**TASK REQUIREMENTS:**
Write out the part of the robotics and AI interview from "I think the" up to and including "different from humans.".

**GIVEN PASSAGE:**
■ ■ ■ ■
Om: Before you go, how should we correctly think about robotics and AI. Right now there is a hype way of thinking about it, there is a negative way of thinking about it. What is the right way?
Rodney: The right way of thinking about it is that appearance alone is not everything. There are things that are incredibly hard for us to do with technology at the moment, which we just don’t know how to do. So many of the promises of the hype of robotics and AI gloss over things we don’t know how to do well. We do not know how to manipulate things with robot hands. Everyone is excited about a robot hand, and Chinese companies are making the same mistake, thinking that it’s dexterous.
But the way that we do stuff with our hands, we have no way of reproducing, nor should we think that hands should be five-fingered. When this first structure appeared in animals, it was the first creatures that crawled out of the ocean onto the land. They had five bones to make pads that could be pushed around. This is an accident of evolution. Maybe in the future, the dexterous things will look more like sea anemones, lots of tentacles filled with cilia and they just pour stuff in and it gets manipulated.
I think the correct thing is not to think about it as being a duplication of humans. It’s never a duplication of humans that is the optimal solution or the most cost-effective solution. So it will be different from humans.
Bitcoin is mentioned at the end (as an example of what not to do with the excess data centers when the crash comes):
Om: The networks were overbuilt and then that allowed a company like Google to come in and build out its own network and offer search so cheaply.
■ ■ ■ ■
**RECORDS SHOWN:**
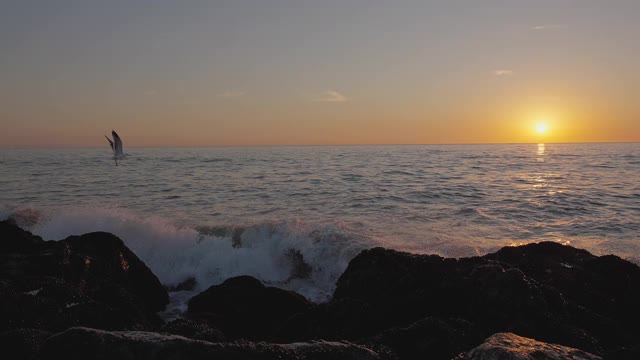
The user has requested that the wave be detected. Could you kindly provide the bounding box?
[0,207,376,305]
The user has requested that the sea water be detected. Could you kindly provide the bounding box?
[0,143,640,310]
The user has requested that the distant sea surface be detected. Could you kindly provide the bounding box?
[0,143,640,301]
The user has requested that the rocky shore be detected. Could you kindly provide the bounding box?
[0,220,640,360]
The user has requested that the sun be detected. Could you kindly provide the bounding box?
[536,123,549,134]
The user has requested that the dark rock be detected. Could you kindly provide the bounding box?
[187,276,311,340]
[0,221,168,331]
[0,220,44,253]
[485,242,640,346]
[275,298,379,342]
[457,333,602,360]
[0,329,51,360]
[166,277,198,292]
[36,328,391,360]
[285,249,313,280]
[279,243,640,358]
[367,317,483,360]
[160,319,226,342]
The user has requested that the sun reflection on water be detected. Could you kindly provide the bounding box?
[538,144,545,162]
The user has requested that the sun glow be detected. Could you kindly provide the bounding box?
[536,123,549,134]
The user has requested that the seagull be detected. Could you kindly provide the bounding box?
[104,130,124,166]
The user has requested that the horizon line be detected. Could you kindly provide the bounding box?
[0,141,640,150]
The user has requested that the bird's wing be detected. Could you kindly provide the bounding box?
[104,135,116,153]
[111,130,123,156]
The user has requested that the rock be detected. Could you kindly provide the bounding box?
[279,243,640,358]
[36,328,391,360]
[367,317,483,360]
[165,277,198,292]
[160,319,226,342]
[0,329,51,360]
[0,220,44,253]
[187,276,311,340]
[485,242,640,346]
[0,221,168,332]
[457,333,602,360]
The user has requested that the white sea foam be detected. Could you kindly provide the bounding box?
[15,207,375,302]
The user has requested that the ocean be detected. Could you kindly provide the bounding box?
[0,143,640,312]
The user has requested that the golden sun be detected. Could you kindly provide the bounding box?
[536,123,549,134]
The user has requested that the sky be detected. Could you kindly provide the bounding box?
[0,0,640,147]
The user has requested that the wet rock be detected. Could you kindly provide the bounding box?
[280,243,640,354]
[166,277,198,292]
[159,319,226,342]
[36,328,391,360]
[485,242,640,346]
[285,249,313,280]
[0,329,51,360]
[0,221,168,331]
[187,276,311,340]
[367,317,483,360]
[456,333,602,360]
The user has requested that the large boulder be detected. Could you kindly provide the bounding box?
[0,329,51,360]
[367,317,483,360]
[456,333,602,360]
[0,221,169,331]
[485,242,640,346]
[187,276,312,340]
[279,242,640,359]
[36,328,396,360]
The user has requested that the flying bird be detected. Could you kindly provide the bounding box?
[104,130,124,166]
■ ■ ■ ■
**EXERCISE OUTPUT:**
I think the correct thing is not to think about it as being a duplication of humans. It’s never a duplication of humans that is the optimal solution or the most cost-effective solution. So it will be different from humans.